(Stored entries)
==*==
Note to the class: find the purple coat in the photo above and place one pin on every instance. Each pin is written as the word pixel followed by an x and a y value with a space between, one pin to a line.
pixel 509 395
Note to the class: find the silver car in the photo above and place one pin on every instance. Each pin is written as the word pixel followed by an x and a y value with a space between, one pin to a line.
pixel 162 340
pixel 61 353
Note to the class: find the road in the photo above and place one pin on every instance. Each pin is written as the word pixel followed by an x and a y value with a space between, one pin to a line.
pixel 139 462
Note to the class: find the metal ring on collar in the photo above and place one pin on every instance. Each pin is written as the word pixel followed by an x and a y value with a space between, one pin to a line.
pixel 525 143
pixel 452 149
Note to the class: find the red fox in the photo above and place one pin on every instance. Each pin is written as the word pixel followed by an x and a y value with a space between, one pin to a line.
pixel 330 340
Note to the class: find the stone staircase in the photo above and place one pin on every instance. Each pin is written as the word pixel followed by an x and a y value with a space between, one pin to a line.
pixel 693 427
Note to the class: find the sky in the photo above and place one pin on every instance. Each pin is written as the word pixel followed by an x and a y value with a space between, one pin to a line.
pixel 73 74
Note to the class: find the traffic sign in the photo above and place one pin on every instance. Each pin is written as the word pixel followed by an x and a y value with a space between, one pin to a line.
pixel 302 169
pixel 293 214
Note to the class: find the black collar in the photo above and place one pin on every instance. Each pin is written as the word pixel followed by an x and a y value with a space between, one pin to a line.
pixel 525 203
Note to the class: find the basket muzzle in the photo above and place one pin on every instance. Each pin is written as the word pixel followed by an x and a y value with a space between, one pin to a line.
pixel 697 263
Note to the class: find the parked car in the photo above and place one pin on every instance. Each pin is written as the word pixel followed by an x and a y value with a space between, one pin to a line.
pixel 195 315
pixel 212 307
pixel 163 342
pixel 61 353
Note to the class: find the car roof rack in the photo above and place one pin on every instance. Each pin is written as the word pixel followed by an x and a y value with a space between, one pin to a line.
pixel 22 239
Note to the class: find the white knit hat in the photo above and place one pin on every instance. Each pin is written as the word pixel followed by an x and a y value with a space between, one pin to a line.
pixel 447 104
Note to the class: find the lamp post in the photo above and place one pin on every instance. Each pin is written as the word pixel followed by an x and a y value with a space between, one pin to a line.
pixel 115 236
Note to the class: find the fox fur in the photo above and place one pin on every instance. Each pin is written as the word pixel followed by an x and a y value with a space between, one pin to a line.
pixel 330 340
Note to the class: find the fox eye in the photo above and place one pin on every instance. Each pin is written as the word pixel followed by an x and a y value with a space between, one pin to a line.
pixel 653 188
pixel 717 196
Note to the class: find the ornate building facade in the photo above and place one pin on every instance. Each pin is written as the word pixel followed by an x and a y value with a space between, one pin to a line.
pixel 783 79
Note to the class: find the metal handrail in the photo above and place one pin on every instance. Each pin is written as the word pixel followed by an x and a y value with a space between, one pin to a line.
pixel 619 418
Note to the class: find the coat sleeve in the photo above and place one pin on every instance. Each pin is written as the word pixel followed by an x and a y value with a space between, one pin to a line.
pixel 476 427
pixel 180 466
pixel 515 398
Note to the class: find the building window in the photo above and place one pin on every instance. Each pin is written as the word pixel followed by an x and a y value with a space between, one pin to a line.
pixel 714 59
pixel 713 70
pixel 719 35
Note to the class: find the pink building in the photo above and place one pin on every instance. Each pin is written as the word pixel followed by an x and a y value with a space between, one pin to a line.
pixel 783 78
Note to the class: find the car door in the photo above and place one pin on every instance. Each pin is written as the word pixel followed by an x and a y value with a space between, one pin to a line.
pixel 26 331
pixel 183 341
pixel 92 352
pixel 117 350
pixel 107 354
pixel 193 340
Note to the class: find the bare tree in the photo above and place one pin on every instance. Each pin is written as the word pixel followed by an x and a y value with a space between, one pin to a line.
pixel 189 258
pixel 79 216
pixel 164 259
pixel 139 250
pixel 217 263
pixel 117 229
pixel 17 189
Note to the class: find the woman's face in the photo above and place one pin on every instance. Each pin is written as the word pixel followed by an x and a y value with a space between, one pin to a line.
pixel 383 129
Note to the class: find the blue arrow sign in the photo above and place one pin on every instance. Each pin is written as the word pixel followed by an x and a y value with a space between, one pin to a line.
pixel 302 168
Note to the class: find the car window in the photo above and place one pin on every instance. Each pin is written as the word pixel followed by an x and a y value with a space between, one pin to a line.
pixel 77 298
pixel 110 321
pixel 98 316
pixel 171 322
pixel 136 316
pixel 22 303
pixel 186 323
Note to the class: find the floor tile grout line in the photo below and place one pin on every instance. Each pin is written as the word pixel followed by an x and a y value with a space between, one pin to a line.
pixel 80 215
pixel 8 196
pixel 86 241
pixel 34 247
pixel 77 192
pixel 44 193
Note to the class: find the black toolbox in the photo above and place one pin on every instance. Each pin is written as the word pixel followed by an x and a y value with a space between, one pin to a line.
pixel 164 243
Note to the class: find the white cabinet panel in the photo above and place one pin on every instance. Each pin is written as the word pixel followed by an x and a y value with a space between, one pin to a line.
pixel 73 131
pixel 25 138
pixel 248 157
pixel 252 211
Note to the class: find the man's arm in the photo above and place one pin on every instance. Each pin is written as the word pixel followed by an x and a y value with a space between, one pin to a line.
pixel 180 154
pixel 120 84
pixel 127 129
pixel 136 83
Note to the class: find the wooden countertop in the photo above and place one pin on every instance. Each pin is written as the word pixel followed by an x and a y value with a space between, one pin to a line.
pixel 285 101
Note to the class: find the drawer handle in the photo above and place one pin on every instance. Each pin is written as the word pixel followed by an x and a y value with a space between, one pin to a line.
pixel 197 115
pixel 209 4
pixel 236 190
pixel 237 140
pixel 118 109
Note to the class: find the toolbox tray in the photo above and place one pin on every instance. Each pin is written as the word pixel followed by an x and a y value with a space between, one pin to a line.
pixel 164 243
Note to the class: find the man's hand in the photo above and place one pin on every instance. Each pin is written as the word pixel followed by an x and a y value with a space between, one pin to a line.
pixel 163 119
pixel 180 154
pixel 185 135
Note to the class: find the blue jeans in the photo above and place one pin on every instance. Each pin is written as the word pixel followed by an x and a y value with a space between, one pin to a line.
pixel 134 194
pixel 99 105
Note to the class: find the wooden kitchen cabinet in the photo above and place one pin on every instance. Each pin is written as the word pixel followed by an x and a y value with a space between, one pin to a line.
==*==
▶ What is expected: Reproduce all of the data above, exactly and without omission.

▶ Solution to the problem:
Note to the class: find the purple coat in the photo above and place one pin on every instance. Each pin is written as the word pixel followed by an x and a y value with a space between, one pin to a line.
pixel 509 395
Note to the class: find the silver car in the photo above and place one pin on every instance. Each pin is written as the word pixel followed by an x and a y value with a space between, one pin to a line.
pixel 162 340
pixel 61 353
Note to the class: find the road in the photo above and place one pin on every instance. Each pin is written as the word pixel followed by an x and a y value with a space between, one pin to a line.
pixel 139 462
Note to the class: find the metal ring on collar in the photo above and place one pin on every instance. Each pin is written as the word pixel followed by an x and a y value with a space between, one pin to a line.
pixel 525 143
pixel 452 149
Note to the class: find the red fox in the photo above and place one pin on every instance. Each pin is written as the word pixel followed by an x and a y value with a space between, one pin to a line.
pixel 330 340
Note to the class: find the stone staircase in the photo above and place one pin on every instance. Each pin is written as the word pixel followed by an x and a y value with a space between, one pin to a line.
pixel 693 427
Note to the class: find the sky in the photo above and place one pin on every instance. Each pin is written as the word pixel followed by an x and a y value with a space between, one pin to a line.
pixel 73 74
Note to the class: find the traffic sign in the photo above and place one pin on every instance. Each pin is written as the word pixel followed by an x and a y value with a space between, one pin to a line.
pixel 302 169
pixel 293 214
Note to the class: find the black collar in the photo above and place one pin on every instance. Each pin is written as the word pixel followed by an x and a y value with a space between, one pin to a line.
pixel 525 203
Note to the class: find the basket muzzle in the photo above and place one pin on every instance. Each pin is written as the word pixel followed by an x and a y value with a space between, one pin to a line.
pixel 697 263
Note to the class: find the parked car in the photo above and place one pin on every instance. Each pin is written as the word pixel followed by an x and a y value with a space between, one pin to a line.
pixel 195 315
pixel 212 307
pixel 163 342
pixel 61 353
Note to the class: find the car roof rack in the photo above and place one pin on every instance. Each pin is written as the word pixel followed by an x and a y value with a space between, one pin to a line.
pixel 22 239
Note to the class: find the white knit hat in the photo above and place one pin on every instance. Each pin is written as the word pixel followed by an x and a y value with a space between, one pin to a line.
pixel 447 104
Note to the class: find the lamp post in the photo above and place one pin on every instance. Each pin is written as the word pixel followed by an x and a y value with a space between, one pin to a line.
pixel 115 236
Note to the class: find the fox fur in the photo above and place one pin on every instance. Each pin is written as the word pixel followed by an x and a y value with a space between, one pin to a line.
pixel 330 340
Note to the class: find the fox eye in the photo above and place one pin on every instance. Each pin is written as the word pixel followed by an x and a y value with a space between, one pin to a line.
pixel 653 188
pixel 717 196
Note to the class: find the ornate building facade in the photo above and place one pin on every instance. Each pin is written as the word pixel followed by an x and a y value with a space between, one pin to a line.
pixel 783 79
Note to the class: find the metal handrail in the photo above and place one pin on every instance. Each pin is written as the word pixel followed by an x and a y value with a space between, one pin to a line.
pixel 619 418
Note to the class: find the coat sleeve in the photo above and place one pin on every instance. Each pin is written as the word pixel followed by an x and a y value with a space between, one pin to a line.
pixel 476 427
pixel 180 466
pixel 515 398
Note to the class: find the building window in the photo above and place one pin on every instance. Each pin is written as the word pixel followed by an x and a y value with a space between, one pin to a line.
pixel 714 59
pixel 713 70
pixel 719 35
Note to the class: find the pink building in the photo above and place one pin on every instance. Each pin is written as the word pixel followed by an x and a y value with a space between, one pin to a line.
pixel 783 78
Note to the class: find the car door in the photo above and place one pin on every instance. Each pin is written as the word pixel followed by an x and a y value with a space between, one pin to a line.
pixel 26 331
pixel 183 341
pixel 92 352
pixel 117 350
pixel 107 354
pixel 193 340
Note to the class: find the bare tree in the photo above and place one pin on every instance. Each pin is written as the word pixel followed by an x and a y value with a space between, one pin to a line.
pixel 189 258
pixel 79 216
pixel 164 259
pixel 139 250
pixel 217 263
pixel 117 229
pixel 17 189
Note to the class: find the woman's face in the photo above and place one pin on every instance. Each pin is written as the word pixel followed by an x and a y value with a space between, one pin to a line.
pixel 383 129
Note to the class: find the blue arrow sign in the photo above and place one pin on every instance. Each pin is written as the word pixel followed by an x and a y value with a space between, one pin to a line.
pixel 302 168
Note to the class: find the car window in the photo above and place one pin on every instance. Each pin is written as the word pixel followed by an x and a y value with a space between, one pin to a line.
pixel 77 298
pixel 110 321
pixel 98 316
pixel 171 322
pixel 136 316
pixel 22 303
pixel 186 323
Note to the class: find the floor tile grout line in the photo below and place one pin on every instance. Each pin is written as the word pixel followed by an x and a y value with a space between, one pin to a line.
pixel 80 215
pixel 8 196
pixel 86 241
pixel 34 247
pixel 77 192
pixel 44 193
Note to the class: find the black toolbox in the photo above and place one pin on every instance. Each pin is written as the word pixel followed by an x and a y value with a space between, one pin to a line.
pixel 164 243
Note to the class: find the white cabinet panel in the photo above and place one pin on every instance. Each pin is written as the word pixel followed by an x and a y value with a space between, one pin to a line.
pixel 73 131
pixel 25 138
pixel 248 157
pixel 252 211
Note to the class: find the man's arm in the photo above and place one pin on every instance. Each pin is written as the word pixel followed by an x and a y value with a space between, one pin to a line.
pixel 180 154
pixel 120 84
pixel 127 129
pixel 136 83
Note to the class: find the wooden countertop in the photo above and place one pin on every instance. Each pin is written as the word pixel followed by an x and a y value with a space between, one pin to a line.
pixel 285 101
Note to the class: find the drawer handle in the photo above and place one pin on every instance. Each pin is written as the word pixel followed by an x and a y value with a space between, one pin to a line.
pixel 197 115
pixel 209 4
pixel 236 190
pixel 237 140
pixel 118 109
Note to the class: find the toolbox tray in the photo above and place one pin on every instance. Each pin is written as the word pixel followed by an x and a y value with a space between, one pin to a line.
pixel 164 243
Note to the class: find the man's hand in the photo above and place one pin on every instance. Each pin is written as the word pixel followed by an x and a y value with a space between, one pin to a line.
pixel 163 119
pixel 180 154
pixel 185 135
Note to the class: find the blue jeans in the photo above and place one pin on every instance. Each pin is written as the word pixel followed by an x and a y value with a space between, one pin to a line.
pixel 134 194
pixel 99 105
Note to the class: find the wooden kitchen cabinet in the photo above and place one pin on every instance. Each pin is written as the word pixel followed by an x and a y value with a space between, one pin to a line.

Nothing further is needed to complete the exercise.